● RAW DATA:
-*-*-
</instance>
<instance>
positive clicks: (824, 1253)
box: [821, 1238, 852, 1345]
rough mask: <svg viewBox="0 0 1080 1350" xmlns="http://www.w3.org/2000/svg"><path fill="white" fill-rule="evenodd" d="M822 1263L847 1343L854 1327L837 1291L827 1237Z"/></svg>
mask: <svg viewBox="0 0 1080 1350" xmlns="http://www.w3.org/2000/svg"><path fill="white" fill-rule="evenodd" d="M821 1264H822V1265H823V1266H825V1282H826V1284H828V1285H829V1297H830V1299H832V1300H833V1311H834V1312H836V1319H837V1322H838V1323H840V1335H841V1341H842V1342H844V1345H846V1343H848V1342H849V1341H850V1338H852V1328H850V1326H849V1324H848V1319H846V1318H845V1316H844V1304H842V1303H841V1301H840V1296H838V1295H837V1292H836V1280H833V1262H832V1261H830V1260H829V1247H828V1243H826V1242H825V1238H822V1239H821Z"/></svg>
-*-*-
● WHAT THE TASK ASKS: From the line holding "box: [821, 1238, 852, 1345]" through the final line of the data above, copy every line exactly as written. Include nothing else.

● RESPONSE TO THIS EXERCISE:
box: [821, 1238, 852, 1345]
rough mask: <svg viewBox="0 0 1080 1350" xmlns="http://www.w3.org/2000/svg"><path fill="white" fill-rule="evenodd" d="M822 1263L847 1343L854 1327L837 1291L827 1237Z"/></svg>
mask: <svg viewBox="0 0 1080 1350" xmlns="http://www.w3.org/2000/svg"><path fill="white" fill-rule="evenodd" d="M821 1264H822V1265H823V1266H825V1282H826V1284H828V1285H829V1297H830V1299H832V1300H833V1311H834V1312H836V1319H837V1322H838V1323H840V1335H841V1341H842V1342H844V1345H846V1343H848V1342H849V1341H850V1338H852V1328H850V1326H849V1324H848V1319H846V1318H845V1316H844V1304H842V1303H841V1301H840V1296H838V1295H837V1292H836V1280H833V1262H832V1261H830V1260H829V1247H828V1243H826V1242H825V1238H822V1239H821Z"/></svg>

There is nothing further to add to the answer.